(Data excerpts)
= = = = = = =
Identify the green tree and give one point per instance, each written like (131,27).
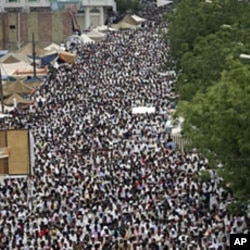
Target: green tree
(219,124)
(124,6)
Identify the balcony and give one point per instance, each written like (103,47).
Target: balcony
(22,3)
(108,3)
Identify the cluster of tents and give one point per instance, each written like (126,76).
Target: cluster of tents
(20,63)
(20,78)
(19,92)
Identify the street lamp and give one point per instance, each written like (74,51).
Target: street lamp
(1,91)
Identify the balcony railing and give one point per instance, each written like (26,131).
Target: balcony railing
(98,3)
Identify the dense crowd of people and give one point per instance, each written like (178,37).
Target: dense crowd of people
(103,176)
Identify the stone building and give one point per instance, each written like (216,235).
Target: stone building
(50,20)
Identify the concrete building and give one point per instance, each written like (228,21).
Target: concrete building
(89,12)
(49,20)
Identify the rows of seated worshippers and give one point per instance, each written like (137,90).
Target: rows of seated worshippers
(103,177)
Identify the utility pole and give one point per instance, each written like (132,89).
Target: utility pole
(34,56)
(1,91)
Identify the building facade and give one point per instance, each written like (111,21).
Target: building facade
(48,19)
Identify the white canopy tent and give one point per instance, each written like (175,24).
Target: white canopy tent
(86,39)
(96,35)
(138,19)
(10,68)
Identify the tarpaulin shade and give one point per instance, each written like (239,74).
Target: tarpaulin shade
(67,57)
(45,60)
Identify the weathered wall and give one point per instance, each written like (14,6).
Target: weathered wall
(47,27)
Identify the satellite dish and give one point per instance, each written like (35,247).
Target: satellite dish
(73,42)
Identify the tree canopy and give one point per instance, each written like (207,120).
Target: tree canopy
(127,5)
(206,40)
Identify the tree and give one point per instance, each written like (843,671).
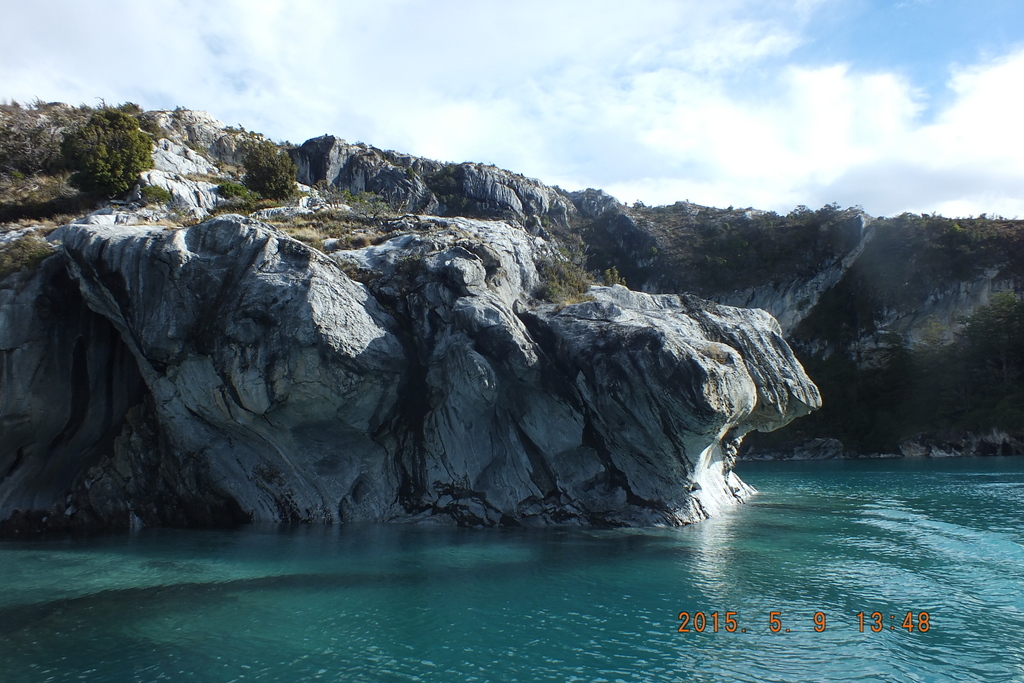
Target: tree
(108,153)
(269,171)
(995,336)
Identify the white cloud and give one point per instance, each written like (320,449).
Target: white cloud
(684,99)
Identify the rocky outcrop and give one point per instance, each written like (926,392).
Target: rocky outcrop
(423,185)
(224,373)
(793,300)
(992,442)
(198,130)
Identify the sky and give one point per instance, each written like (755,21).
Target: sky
(892,105)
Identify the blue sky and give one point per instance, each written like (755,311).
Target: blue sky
(900,105)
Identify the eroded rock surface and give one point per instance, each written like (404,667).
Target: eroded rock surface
(231,373)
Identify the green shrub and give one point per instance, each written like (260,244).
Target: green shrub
(611,276)
(155,195)
(269,171)
(26,252)
(108,153)
(563,279)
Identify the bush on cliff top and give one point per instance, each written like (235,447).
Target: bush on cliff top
(108,153)
(269,171)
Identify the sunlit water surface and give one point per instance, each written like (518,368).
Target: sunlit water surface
(415,603)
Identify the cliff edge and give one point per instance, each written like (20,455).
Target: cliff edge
(225,373)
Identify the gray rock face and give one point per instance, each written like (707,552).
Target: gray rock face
(423,185)
(201,131)
(792,301)
(229,373)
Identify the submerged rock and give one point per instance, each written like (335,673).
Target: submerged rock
(224,372)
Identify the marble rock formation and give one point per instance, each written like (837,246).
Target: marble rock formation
(224,373)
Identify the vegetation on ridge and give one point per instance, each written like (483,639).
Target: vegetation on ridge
(107,154)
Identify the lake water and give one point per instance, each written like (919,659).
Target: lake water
(414,603)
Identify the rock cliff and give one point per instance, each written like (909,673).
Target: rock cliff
(224,372)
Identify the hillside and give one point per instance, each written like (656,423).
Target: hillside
(886,313)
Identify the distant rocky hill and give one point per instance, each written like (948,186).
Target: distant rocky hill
(348,356)
(876,308)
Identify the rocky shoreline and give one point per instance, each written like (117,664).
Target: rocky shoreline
(993,442)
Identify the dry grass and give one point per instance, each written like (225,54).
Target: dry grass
(40,197)
(26,252)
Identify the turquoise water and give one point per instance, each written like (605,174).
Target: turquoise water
(413,603)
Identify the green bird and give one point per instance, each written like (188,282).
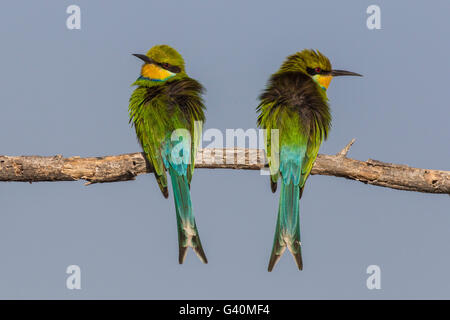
= = = = = = =
Transcribe all the entries precisely. Do not include any picture.

Identify the green tree and give one point per instance, each written like (131,27).
Target: green tree
(219,124)
(124,6)
Identify the balcony and give one point per instance, each written like (103,47).
Target: balcony
(22,3)
(108,3)
Identify the cluster of tents and give one point per instance, each written like (126,76).
Target: cluster of tents
(20,63)
(20,78)
(19,92)
Identify the street lamp and give one point per instance, each written like (74,51).
Target: street lamp
(1,91)
Identify the balcony railing and give one point per instance, each written like (26,131).
Target: balcony railing
(98,3)
Identify the dense crowd of people and give one point per instance, each written like (178,37).
Target: dense crowd of people
(103,176)
Identify the stone building and give one point per instance, each written like (216,235).
Target: stone building
(50,20)
Identify the concrete building and give one point per instance, each written like (228,21).
Target: concrete building
(89,12)
(49,20)
Identify the rows of seated worshippers and give one point per instance, each written like (137,90).
Target: rows of seated worshippers
(103,177)
Identify the utility pole and give one point per instance, each written like (132,89).
Target: utility pole
(34,56)
(1,91)
Identify the building facade and give one point per instance, each written like (111,21).
Target: building facade
(48,19)
Identify the white canopy tent and give one point per instance, each written like (175,24).
Target: white canopy tent
(86,39)
(96,35)
(138,19)
(10,68)
Identify the tarpaulin shade and give one point per instance, each written like (239,74).
Target: tarpaulin shade
(67,57)
(45,60)
Identify the weathered wall and give one point per instance, each written like (14,6).
Target: weathered wall
(47,27)
Identify the satellite dish and give one point per instance, each written like (35,247).
Target: satellite dish
(73,42)
Identify the tree canopy and give one point per instance, each written like (207,120).
Target: tree canopy
(127,5)
(206,40)
Identify the tree and give one point per instance, each written like (843,671).
Target: tree
(108,153)
(269,171)
(995,336)
Identify the white cloud and give one point per instance, each written like (320,449).
Target: white cloud
(684,99)
Identify the rocky outcrop and give one point per instance, each written like (926,392).
Target: rocky outcrop
(423,185)
(224,373)
(793,300)
(992,442)
(198,130)
Identify the sky and give one point per instance, each written like (755,21).
Target: sky
(892,105)
Identify the blue sky and give one point per instance, each written like (755,311).
Target: blue sky
(900,105)
Identify the eroded rock surface and give one point per instance, each written like (404,667).
Target: eroded rock surface
(231,373)
Identify the green shrub and give one point per instance, each written like (260,244).
Target: green shrub
(611,276)
(155,195)
(269,171)
(26,252)
(108,153)
(563,279)
Identify the bush on cliff top and give one point per instance, each written like (235,447).
Target: bush on cliff top
(108,153)
(269,171)
Identify the sunlit water surface and give one point per instance, each written like (518,368).
Target: sunlit water surface
(415,603)
Identify the cliff edge and give one point per instance, each written like (20,455).
Target: cliff edge
(225,373)
Identify the gray rock face and give one point per instance, each written like (707,552).
Target: gray rock face
(423,185)
(201,131)
(792,301)
(229,373)
Identify the submerged rock and give one point per instance, each written like (335,673).
Target: submerged rock
(224,372)
Identify the marble rock formation and give one point per instance, each written like (837,246).
Target: marble rock formation
(224,373)
Identify the vegetation on ridge and give one point per instance, each written like (483,639).
Target: vegetation on ridge
(107,154)
Identify the lake water and give one point per instance, each written like (919,659).
Target: lake water
(414,603)
Identify the rock cliff and give one point per instance, each written like (909,673).
Target: rock cliff
(224,372)
Identify the hillside and give one point per instance, each written like (656,423).
Target: hillside
(886,313)
Identify the distant rocky hill and give one point per instance, each written like (948,186).
Target: distant rocky hill
(348,356)
(876,308)
Identify the rocky shoreline and give one point per instance, each written like (117,664).
Target: rocky shoreline
(993,442)
Identify the dry grass and give one point per instance, each written like (225,54).
Target: dry grass
(40,197)
(26,252)
Identify the turquoise water and give one point per instance, each written like (605,174).
Target: turquoise water
(413,603)
Identify the green bird and give one point per instance, each written like (188,282).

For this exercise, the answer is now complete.